Every record must be repeated exactly; omit any pictures they contain.

(Referring expression pointing data)
Segment Open
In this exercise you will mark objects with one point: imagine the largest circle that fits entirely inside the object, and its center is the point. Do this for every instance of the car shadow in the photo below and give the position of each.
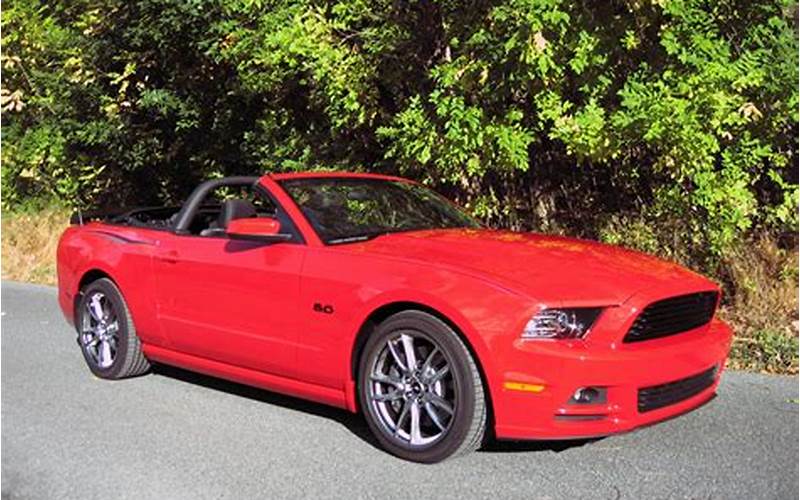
(355, 423)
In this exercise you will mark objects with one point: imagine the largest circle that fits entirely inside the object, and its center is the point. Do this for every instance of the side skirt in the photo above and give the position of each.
(247, 376)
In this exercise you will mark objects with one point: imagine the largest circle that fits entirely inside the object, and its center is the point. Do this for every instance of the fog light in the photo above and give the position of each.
(588, 396)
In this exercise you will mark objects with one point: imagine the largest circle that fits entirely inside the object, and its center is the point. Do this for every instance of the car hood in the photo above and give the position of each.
(549, 268)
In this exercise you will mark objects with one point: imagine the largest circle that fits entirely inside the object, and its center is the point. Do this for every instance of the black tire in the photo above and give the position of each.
(467, 422)
(127, 358)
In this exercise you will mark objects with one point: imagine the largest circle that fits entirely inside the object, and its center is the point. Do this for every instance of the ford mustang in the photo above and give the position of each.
(374, 294)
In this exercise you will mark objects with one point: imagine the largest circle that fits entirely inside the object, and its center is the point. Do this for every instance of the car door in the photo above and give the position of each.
(232, 301)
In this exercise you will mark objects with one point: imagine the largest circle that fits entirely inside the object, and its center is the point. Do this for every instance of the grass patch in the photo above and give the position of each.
(761, 302)
(29, 242)
(762, 306)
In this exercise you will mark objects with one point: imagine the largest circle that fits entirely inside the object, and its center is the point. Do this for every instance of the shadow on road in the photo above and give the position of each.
(353, 422)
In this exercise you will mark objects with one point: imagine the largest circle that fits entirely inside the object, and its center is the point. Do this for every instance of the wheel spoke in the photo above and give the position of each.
(416, 431)
(104, 353)
(96, 308)
(386, 379)
(428, 364)
(402, 418)
(388, 396)
(408, 349)
(437, 376)
(441, 403)
(396, 356)
(434, 416)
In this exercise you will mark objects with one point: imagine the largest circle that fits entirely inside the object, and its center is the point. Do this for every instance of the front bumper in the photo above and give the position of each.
(622, 369)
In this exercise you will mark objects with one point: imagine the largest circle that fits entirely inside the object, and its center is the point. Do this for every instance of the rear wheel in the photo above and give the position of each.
(106, 332)
(420, 389)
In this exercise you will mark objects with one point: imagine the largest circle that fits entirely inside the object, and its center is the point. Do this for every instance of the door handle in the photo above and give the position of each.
(170, 257)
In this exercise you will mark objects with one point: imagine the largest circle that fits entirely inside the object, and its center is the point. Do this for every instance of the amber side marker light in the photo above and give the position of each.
(521, 386)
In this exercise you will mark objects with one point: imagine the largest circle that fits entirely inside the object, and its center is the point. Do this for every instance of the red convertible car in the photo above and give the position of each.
(374, 294)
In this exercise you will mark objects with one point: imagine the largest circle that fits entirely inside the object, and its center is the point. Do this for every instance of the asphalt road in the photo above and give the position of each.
(172, 434)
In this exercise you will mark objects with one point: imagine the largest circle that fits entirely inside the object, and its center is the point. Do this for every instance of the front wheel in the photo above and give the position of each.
(420, 389)
(106, 332)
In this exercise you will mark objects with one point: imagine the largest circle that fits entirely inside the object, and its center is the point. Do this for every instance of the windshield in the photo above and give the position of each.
(344, 210)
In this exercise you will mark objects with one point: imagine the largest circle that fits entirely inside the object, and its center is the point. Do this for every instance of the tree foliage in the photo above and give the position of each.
(665, 123)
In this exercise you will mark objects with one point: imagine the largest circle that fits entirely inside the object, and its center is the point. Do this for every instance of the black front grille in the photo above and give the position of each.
(659, 396)
(673, 315)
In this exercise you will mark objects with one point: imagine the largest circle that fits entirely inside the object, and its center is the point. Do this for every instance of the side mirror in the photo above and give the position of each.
(256, 229)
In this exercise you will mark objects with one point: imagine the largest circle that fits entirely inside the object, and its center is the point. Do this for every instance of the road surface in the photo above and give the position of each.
(172, 434)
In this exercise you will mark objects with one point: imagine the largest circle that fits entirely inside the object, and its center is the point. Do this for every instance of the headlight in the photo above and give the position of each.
(561, 323)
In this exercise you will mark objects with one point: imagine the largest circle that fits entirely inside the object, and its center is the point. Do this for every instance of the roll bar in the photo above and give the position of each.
(193, 202)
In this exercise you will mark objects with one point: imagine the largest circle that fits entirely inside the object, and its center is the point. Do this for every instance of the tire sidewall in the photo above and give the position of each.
(108, 288)
(456, 353)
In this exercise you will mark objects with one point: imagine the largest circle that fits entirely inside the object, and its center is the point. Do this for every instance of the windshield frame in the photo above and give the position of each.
(368, 235)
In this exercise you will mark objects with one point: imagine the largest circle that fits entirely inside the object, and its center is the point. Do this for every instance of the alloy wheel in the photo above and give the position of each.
(100, 330)
(412, 389)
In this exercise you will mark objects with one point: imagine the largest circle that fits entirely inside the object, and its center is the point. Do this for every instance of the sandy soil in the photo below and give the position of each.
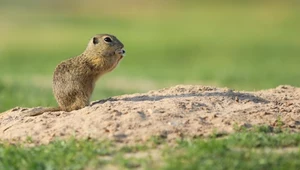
(172, 113)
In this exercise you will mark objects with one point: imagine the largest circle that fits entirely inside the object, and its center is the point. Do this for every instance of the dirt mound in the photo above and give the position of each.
(173, 113)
Segment Closed
• _Task answer_
In this exercise you will mark objects with one point: imagine the largest circle that fits entirely inside the object, and its center is the point. Do this for every instance of the car shadow in the photo below and give the position of each.
(355, 423)
In this exercise you will mark objects with one point: imagine the largest circle that fits entirely inside the object, and its center is the point. Do this for every instance of the side skirt in the photo above and give the position of each.
(247, 376)
In this exercise you will mark objects with one point: imagine the largest circle that fits entirely inside the object, and its center is the point. Do this for every instance of the fog light in the photo above and give the position of each.
(588, 396)
In this exercise you will mark objects with one point: imagine the largest circle that fits entirely inside the object, and its center is the point. Do this for every instance of the car hood in the photo above and give the position of each.
(549, 268)
In this exercise you will mark objects with one point: imagine the largest circle that fits entirely inside the object, and its center is the point. Do this for every instance of the black tire in the photo above and give the position of each.
(467, 422)
(127, 358)
In this exercise you will mark objects with one point: imagine the largest circle that fits entirely inside the object, and its center is the point. Do this for every instance of the ford mustang in the photo above and give the position of each.
(374, 294)
In this exercise you will mark objects with one point: imagine the largest circle that fits entirely inside the object, and its center is the point. Do this for every instance of the car door in the photo above and give the position of each.
(232, 301)
In this exercise you will mark objects with one point: imagine the largest circle that fits entirely inside the object, and its center is the point. Do this for every instance of the grass patch in the photo above and give the position of each.
(761, 302)
(29, 242)
(762, 306)
In this exercise you will mark objects with one point: imagine the largest circle that fits entirely inside the object, and its center is the point. Do this for every instance of the shadow on road in the photo above and give the position of each.
(353, 422)
In this exercise you will mark objects with one point: imagine the largest circle that fits entirely inside the object, and its center is the point. Do this for every instance of the wheel spoke in the photo above and give the position of each.
(416, 431)
(104, 353)
(96, 308)
(386, 379)
(428, 364)
(402, 418)
(388, 396)
(408, 349)
(437, 376)
(441, 403)
(396, 356)
(434, 416)
In this exercise you will mark objects with one point: imagine the largest circle that fits entirely inside the object, and its center is the point. Do this for every instance of the front bumper in the photo above and give the position of each.
(622, 369)
In this exercise you will mark objects with one point: imagine the largest circle that fits entirely inside the object, and its center is the point. Do this for every instance of the rear wheel in the photo above and give the position of each.
(106, 332)
(420, 389)
In this exercise you will mark objects with one point: imagine the largest circle that fits entirely inside the object, and its center is the point. Do this for every instance of the door handle in the photo above and give the position of each.
(170, 257)
In this exercise you will mark objects with one point: imagine the largest circle that fits entirely inside the object, and its center is the point. Do this for every instance of the amber side marker light in the photo above and give the position of each.
(521, 386)
In this exercise you will mark objects with one point: imagine the largest circle that fits entirely inside the object, and its center is the point. Do this for every instance of the red convertible car in the photo above and give the position of each.
(374, 294)
In this exercise you will mark objects with one point: imagine the largest circle that fits entirely inside the object, and its center is the point. Do this for every instance of the asphalt road in the photo above and give the position of each.
(172, 434)
In this exercise you will mark objects with one point: imagine the largest circle that fits entirely inside the object, and its center is the point. Do this for every instance of the front wheel in the photo above and give the position of each.
(420, 389)
(106, 332)
In this exercise you will mark objects with one point: imagine the largest circle that fits entirely inside the object, and its center is the point. Do this for every instance of the windshield in the photo above and give the position of each.
(344, 210)
In this exercise you will mark objects with one point: imagine the largest circle that fits entirely inside the object, and its center is the point. Do this for every instance of the tree foliage in the photo above and give the position of each.
(665, 123)
In this exercise you will mark objects with one point: imagine the largest circle that fits entirely inside the object, and its center is the point. Do this for every instance of the black front grille in the photo above and give the position of each.
(659, 396)
(673, 315)
In this exercise you will mark objects with one point: imagine the largest circle that fits entirely inside the object, and its center is the point. Do this for every instance of the side mirror in the photo above and give the position of each.
(256, 229)
In this exercise you will mark objects with one point: imagine the largest circle that fits entirely inside the object, and its center is the point. Do this for every instance of the road surface in the photo above and give the position of each.
(172, 434)
In this exercise you will mark objects with one point: imagine the largest circle that fits entirely inside the object, and its center is the point. Do this for every instance of the headlight in the photo above and give the position of each.
(561, 323)
In this exercise you will mark objects with one point: imagine the largest circle that fits entirely inside the object, and its center is the point. Do this for every instance of the roll bar in the photo above and give the position of each.
(193, 202)
In this exercise you will mark objects with one point: imagine the largest circle that fits entirely inside the object, and its center is the point. Do this for every instance of the tire sidewall in the photo above and give the position of each.
(108, 288)
(456, 353)
In this exercise you will mark objects with one point: imagine the largest circle that fits entirely inside the object, and its center is the point. Do this for every instance of the windshield frame in the photo above and give the position of each.
(368, 235)
In this exercise you will mark objects with one point: imagine the largest circle that fits entirely inside the object, and its center is the point. Do this for every instance of the alloy wheel in the photo above and give the position of each.
(100, 330)
(412, 389)
In this exercise you will mark objects with one point: imagine the largest circle that fits entirely inside the object, and its center is the point. Do this for every instance of the sandy soil in the photo below and give the position of each.
(172, 113)
In this exercise you will mark objects with one point: imagine the largest circle that fits entirely inside the object, and its center is the point. Do this for every instance of the dirt mound in the photo above and give the position of each.
(173, 113)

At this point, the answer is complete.